_GOAL_
In full and without alteration, give the listing again.

_INPUT ROWS_
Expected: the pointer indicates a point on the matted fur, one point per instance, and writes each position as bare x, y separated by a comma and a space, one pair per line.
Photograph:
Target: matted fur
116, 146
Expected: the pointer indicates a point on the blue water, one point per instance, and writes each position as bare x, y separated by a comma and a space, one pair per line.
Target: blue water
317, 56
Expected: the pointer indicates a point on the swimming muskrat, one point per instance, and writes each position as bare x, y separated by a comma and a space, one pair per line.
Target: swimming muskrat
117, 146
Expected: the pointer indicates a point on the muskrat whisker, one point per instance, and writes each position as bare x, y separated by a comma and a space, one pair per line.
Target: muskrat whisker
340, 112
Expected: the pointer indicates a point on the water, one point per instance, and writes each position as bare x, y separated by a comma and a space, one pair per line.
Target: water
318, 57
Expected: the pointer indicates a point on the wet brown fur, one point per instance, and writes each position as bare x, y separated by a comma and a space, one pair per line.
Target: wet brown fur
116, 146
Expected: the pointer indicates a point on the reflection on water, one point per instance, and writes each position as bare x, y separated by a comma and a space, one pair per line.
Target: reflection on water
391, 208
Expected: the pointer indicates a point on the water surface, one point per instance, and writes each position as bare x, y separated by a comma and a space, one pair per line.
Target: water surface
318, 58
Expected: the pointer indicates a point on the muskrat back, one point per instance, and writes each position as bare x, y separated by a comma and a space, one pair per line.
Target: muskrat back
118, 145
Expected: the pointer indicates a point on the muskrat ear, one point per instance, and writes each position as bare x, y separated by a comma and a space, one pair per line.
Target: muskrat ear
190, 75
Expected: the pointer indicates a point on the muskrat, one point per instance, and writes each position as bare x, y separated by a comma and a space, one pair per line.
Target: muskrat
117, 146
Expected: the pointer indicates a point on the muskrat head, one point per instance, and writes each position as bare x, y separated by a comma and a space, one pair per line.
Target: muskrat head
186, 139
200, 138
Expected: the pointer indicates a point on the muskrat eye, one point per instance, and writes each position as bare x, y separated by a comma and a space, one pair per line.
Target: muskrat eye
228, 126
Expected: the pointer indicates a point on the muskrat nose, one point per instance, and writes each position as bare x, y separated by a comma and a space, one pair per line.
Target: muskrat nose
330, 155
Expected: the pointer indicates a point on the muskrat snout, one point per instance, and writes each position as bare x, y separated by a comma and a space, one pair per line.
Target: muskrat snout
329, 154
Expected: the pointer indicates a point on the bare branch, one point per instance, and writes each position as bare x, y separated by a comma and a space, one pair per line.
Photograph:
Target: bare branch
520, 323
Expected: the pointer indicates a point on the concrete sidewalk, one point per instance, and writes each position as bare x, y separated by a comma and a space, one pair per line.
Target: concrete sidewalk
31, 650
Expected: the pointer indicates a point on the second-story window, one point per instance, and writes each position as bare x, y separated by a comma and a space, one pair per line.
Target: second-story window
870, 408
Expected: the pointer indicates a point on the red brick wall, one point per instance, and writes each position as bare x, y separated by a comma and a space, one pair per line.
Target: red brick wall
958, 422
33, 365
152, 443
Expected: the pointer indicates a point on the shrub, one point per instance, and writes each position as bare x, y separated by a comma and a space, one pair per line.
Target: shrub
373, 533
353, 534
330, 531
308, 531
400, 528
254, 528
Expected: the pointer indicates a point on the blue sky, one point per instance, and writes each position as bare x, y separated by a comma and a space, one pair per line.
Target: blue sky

_TASK RESPONSE_
Expected: the pointer indicates a point on the matted fur, one point per instance, and writes each position as bare x, y separated by a comma and a space, one pair per line.
Photograph:
Target: matted fur
116, 146
Expected: the pointer indicates a point on the blue water, one point per instance, and writes each position as bare x, y separated by a comma and a space, one pair per line.
Target: blue water
317, 56
Expected: the pointer indicates a point on the swimming muskrat, one point per instance, and writes each position as bare x, y separated by a comma and a space, one pair per line.
Target: swimming muskrat
117, 146
Expected: the pointer indicates a point on the muskrat whisker, one point per instance, and writes each position as bare x, y separated by a comma and a space, one pair per line.
Target: muskrat whisker
340, 112
Expected: the pointer indicates a point on the water, one point per instance, and writes each position as bare x, y separated by a comma and a space, one pair per line.
Target: water
318, 57
Expected: the pointer indicates a point on the wet brown fur, one point per instance, and writes each position as bare x, y separated by a comma and a space, one pair per line.
Target: wet brown fur
116, 146
Expected: the pointer indicates a point on the reflection on water, one point per instance, and writes each position as bare x, y separated by a comma and a space, one pair per line.
Target: reflection on water
391, 208
Expected: the pointer indicates a point on the water surface, one point per instance, and writes each position as bare x, y separated by a comma and a space, one pair per line.
Target: water surface
318, 58
Expected: the pointer indicates a point on the muskrat back, one point per instance, and writes each position as bare x, y separated by a comma and a space, one pair per line.
Target: muskrat back
118, 145
Expected: the pointer indicates a point on the muskrat ear, one point per instance, and writes each position as bare x, y separated by a comma and a space, one pair per line.
Target: muskrat ear
190, 75
Expected: the pointer indicates a point on the muskrat, one point per instance, and writes each position as bare x, y separated by a comma and a space, one pair per line.
Target: muskrat
117, 146
Expected: the pointer indicates a point on the muskrat head, one point per instance, and writes each position as bare x, y separated by a comma and a space, one pair per line.
Target: muskrat head
186, 139
200, 138
Expected: the pointer indicates a point on the muskrat eye, one point per instance, and writes each position as bare x, y separated by a comma and a space, one pair per line.
Target: muskrat eye
228, 126
Expected: the pointer indicates a point on the muskrat nose, one point per instance, and writes each position as bare x, y separated by a comma and a space, one pair per line.
Target: muskrat nose
330, 155
Expected: the pointer indicates a point on the muskrat snout, one point per instance, and writes each position as bare x, y separated by a comma and a space, one pair per line.
Target: muskrat snout
329, 154
Expected: the pointer indicates a point on the bare branch, one point per instance, and writes each position as bare x, y separated by a comma and a space, one pair per line.
Photograph:
Target: bare branch
520, 323
Expected: the pointer indicates a point on the concrete sidewalk, one point per instance, and writes each position as bare x, y separated by a comma and a space, one pair per line.
Target: concrete sidewalk
31, 650
Expected: the pointer indicates a point on the second-story window, one point per instance, and writes each position as bare x, y separated by a comma and a space, one pair per line.
Target: second-story window
870, 408
Expected: the pointer indicates a point on the red brick wall, one point per instance, and writes each position as bare x, y separated by a comma and a space, one pair per line.
Target: red brick wall
958, 422
33, 365
152, 443
Expected: the pointer indicates a point on the shrub, one point per instance, and writes each position as bare x, y separated by a comma and a space, one pair per line.
Target: shrub
373, 533
353, 534
330, 531
308, 531
400, 528
254, 528
Expected: the pointer indicates a point on the blue sky, one point per instance, and writes each position as bare x, y separated by a comma and a space, one pair per line.
Target: blue sky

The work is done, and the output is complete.